:: Excerpt to read ::
[start]

Re: [DISCUSS] FLIP-141: Intra-Slot Managed Memory Sharing

2020-09-02 Thread Xintong Song
Thanks for the input, Yu.

I believe the current proposal should work with RocksDB, or any other state
backend, using memory at either the slot or the scope. With the proposed
approach, all we need is an indicator (e.g., a configuration option)
telling us which scope should we calculate the fractions for.

Thank you~

Xintong Song



On Wed, Sep 2, 2020 at 4:53 PM Yu Li  wrote:

> Thanks for compiling the FLIP Xintong, and +1 for the updated doc.
>
> Just one supplement for the RocksDB state backend part:
>
> It's true that currently we're using managed memory at the slot scope.
> However, IMHO, we may support setting weights for different stateful
> operators (for advanced usage) in future. For example, users may choose to
> set higher weights for join operator over aggregation operator, to give
> more memory to those with bigger states. In this case, we may also use
> managed memory at the operator scope for state backends. And if I
> understand correctly, the current design could cover this case well.
>
> Best Regards,
> Yu
>
>
> On Wed, 2 Sep 2020 at 15:39, Xintong Song  wrote:
>
> > Thanks all for the feedback and discussion.
> >
> > I have updated the FLIP, with the following changes.
> >
> >- Choose the main proposal over the alternative approach
> >- Combine weights of RocksDB and batch operators
> >- Expose weights through configuration options, rather than via
> >ExecutionConfig.
> >- Add implementation plan.
> >
> > Please help take another look.
> >
> > Thank you~
> >
> > Xintong Song
> >
> >
> >
> > On Wed, Sep 2, 2020 at 2:41 PM Xintong Song 
> wrote:
> >
> > > Thanks for the inputs, Aljoscha & Till.
> > >
> > >
> > > # Weight Configuration
> > >
> > >
> > > I think exposing the knobs incrementally is a good idea. However, I'm
> not
> > > sure about non-configurable as the first step.
> > >
> > >
> > > Currently, users can tune memory for rocksdb
> > > ('taskmanager.memory.managed.size') and python
> > > ('python.fn-execution.[framework|buffer].memory.size') separately,
> which
> > > practically means any combination of rocksdb and python memory sizes.
> If
> > we
> > > switch to non-configurable weights, that will be a regression compared
> to
> > > 1.11.
> > >
> > >
> > > Therefore, I think exposing via configuration options might be a good
> > > first step. And we can discuss exposing via ExecutionConfig if later we
> > see
> > > that requirement.
> > >
> > >
> > > # Naming of Weights
> > >
> > >
> > > I'm neutral for "Flink/Internal memory".

[end]

:: What you have to do ::
Using the FLIP-141 discussion thread above, explain in one to three sentences why Xintong Song thinks weights should be exposed through configuration options instead of being non-configurable at first.

:: Entries provided ::

[start]

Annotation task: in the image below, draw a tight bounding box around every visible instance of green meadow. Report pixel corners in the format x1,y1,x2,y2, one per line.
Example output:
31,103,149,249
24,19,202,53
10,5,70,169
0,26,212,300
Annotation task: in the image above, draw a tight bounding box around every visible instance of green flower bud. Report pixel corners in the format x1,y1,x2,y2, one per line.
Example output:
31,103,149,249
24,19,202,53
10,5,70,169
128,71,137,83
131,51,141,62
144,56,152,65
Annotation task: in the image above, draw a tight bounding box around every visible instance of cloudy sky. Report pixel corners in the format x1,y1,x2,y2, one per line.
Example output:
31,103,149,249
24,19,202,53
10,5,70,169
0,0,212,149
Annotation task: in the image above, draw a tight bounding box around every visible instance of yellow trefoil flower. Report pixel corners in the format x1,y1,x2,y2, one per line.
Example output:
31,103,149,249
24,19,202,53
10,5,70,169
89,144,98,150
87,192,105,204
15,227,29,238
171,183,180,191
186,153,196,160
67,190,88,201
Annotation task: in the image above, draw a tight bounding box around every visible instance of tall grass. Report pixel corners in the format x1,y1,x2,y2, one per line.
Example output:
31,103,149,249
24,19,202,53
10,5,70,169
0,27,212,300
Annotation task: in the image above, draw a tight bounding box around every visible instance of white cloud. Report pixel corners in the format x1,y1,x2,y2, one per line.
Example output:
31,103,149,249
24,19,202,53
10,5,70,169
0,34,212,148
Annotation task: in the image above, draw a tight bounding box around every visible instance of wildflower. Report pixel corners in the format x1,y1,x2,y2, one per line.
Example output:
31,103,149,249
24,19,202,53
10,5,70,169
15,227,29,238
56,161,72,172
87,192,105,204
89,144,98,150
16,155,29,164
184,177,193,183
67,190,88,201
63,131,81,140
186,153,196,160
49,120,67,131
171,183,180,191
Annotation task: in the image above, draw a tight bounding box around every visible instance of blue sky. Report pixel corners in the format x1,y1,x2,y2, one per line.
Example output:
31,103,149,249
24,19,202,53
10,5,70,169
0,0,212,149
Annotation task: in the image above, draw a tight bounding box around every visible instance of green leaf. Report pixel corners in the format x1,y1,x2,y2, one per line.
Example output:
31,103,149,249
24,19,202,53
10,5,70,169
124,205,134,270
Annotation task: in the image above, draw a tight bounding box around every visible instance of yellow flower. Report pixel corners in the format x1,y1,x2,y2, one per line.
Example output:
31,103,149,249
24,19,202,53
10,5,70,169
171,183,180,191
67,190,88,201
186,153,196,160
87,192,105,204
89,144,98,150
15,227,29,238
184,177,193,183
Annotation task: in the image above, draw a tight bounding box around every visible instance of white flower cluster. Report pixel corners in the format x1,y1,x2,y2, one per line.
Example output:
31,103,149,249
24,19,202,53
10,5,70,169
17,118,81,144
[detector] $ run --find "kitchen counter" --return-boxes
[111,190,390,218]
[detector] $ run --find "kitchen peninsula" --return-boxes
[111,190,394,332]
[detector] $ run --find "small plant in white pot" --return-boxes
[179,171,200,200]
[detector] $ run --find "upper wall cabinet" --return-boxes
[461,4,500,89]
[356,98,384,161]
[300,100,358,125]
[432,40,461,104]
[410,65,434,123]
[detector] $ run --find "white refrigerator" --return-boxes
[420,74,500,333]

[end]

:: The reply ::
Users can currently tune RocksDB memory ('taskmanager.memory.managed.size') and Python memory ('python.fn-execution.[framework|buffer].memory.size') separately, which in practice allows any combination of the two sizes. Switching to non-configurable weights would therefore be a regression compared to 1.11, so exposing them through configuration options is proposed as the first step.